4/19/2026

What to Read After The Night Swim

Finished Megan Goldin's The Night Swim and want more true-crime momentum, sexual-assault trial pressure, and old local crimes clawing back into the present? Start here.

Portable recorder, case files, and a flashlight set beside dark water at night

For readers who want their next thriller to sound like a live case cracking open after midnight.

If The Night Swim hit for you, it was probably not just because there was a crime to solve. It was the braided pressure of the book: a rape trial unfolding in public, a buried local death still poisoning the town in private, and that relentless true-crime rhythm that makes every new interview feel like it might crack the whole structure open. You are not really looking for another courtroom thriller or another podcast novel in isolation. You are looking for books that understand how sexual violence, civic self-protection, and older unanswered crimes can feed each other until the whole community starts sounding rehearsed.

The four books below work that territory from different angles. One sends a detective back into the department that failed her own family. One follows a sister turning herself into a weapon. One is Goldin's novel itself, still worth pressing into the hands of anyone who has not read it yet. One drops a murder investigation into woods already charged with an earlier disappearance no one can explain cleanly. All of them know that the most frightening version of a case is the one a town has already learned how to live with.
※ ※ ※
> Tasks to carry out
1 – In the reading list for fans of The Night Swim, what kind of trial unfolds in public in Goldin's novel?
2 – Using the reading list for fans of The Night Swim, explain why the book probably appealed to readers beyond having a crime to solve.
These items come from a separate source.

> Items for bounding box labeling
※ ※ ※
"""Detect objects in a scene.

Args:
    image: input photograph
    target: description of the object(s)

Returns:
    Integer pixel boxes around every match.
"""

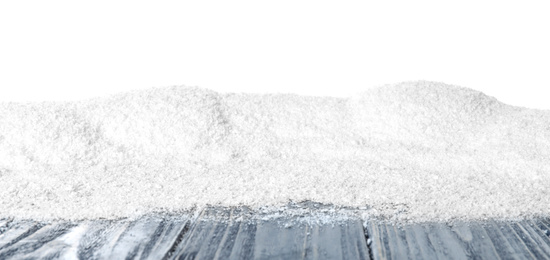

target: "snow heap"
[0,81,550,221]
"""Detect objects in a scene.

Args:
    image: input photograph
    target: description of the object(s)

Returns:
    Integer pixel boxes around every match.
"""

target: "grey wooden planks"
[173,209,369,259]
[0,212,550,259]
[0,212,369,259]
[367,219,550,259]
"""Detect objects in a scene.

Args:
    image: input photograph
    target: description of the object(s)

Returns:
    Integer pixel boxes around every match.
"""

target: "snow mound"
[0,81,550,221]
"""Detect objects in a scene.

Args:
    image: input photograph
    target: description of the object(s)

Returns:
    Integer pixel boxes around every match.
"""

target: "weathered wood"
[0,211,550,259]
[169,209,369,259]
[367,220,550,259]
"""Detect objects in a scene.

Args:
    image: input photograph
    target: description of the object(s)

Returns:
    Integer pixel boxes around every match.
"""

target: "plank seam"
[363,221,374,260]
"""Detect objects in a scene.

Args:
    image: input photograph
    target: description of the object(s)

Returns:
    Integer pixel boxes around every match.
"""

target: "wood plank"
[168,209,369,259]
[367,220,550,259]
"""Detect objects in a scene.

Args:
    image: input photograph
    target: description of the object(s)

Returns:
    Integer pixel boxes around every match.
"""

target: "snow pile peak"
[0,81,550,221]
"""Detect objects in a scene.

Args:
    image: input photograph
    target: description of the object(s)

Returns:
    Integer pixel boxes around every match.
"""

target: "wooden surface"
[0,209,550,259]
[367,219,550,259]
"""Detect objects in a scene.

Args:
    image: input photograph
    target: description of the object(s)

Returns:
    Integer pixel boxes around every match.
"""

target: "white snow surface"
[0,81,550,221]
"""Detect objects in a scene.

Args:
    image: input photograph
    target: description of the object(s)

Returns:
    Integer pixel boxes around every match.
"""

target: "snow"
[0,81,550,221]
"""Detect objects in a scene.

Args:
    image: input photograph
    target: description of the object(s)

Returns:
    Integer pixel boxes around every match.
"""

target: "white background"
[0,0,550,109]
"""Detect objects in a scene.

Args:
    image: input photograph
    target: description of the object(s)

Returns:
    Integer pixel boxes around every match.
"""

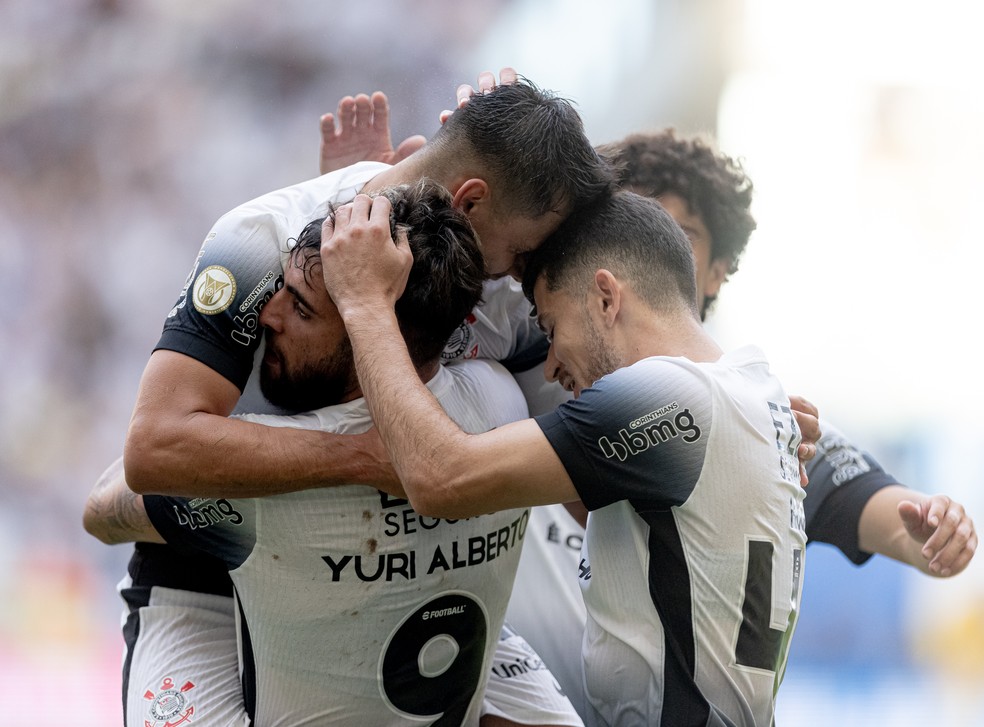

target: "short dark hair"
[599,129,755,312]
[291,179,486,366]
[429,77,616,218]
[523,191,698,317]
※ ※ ※
> Task solutions
1 – A rape trial.

2 – It built braided pressure: a rape trial played out in public while a buried local death kept poisoning the town in private. Its relentless true-crime rhythm made every new interview feel like it might crack the whole structure open.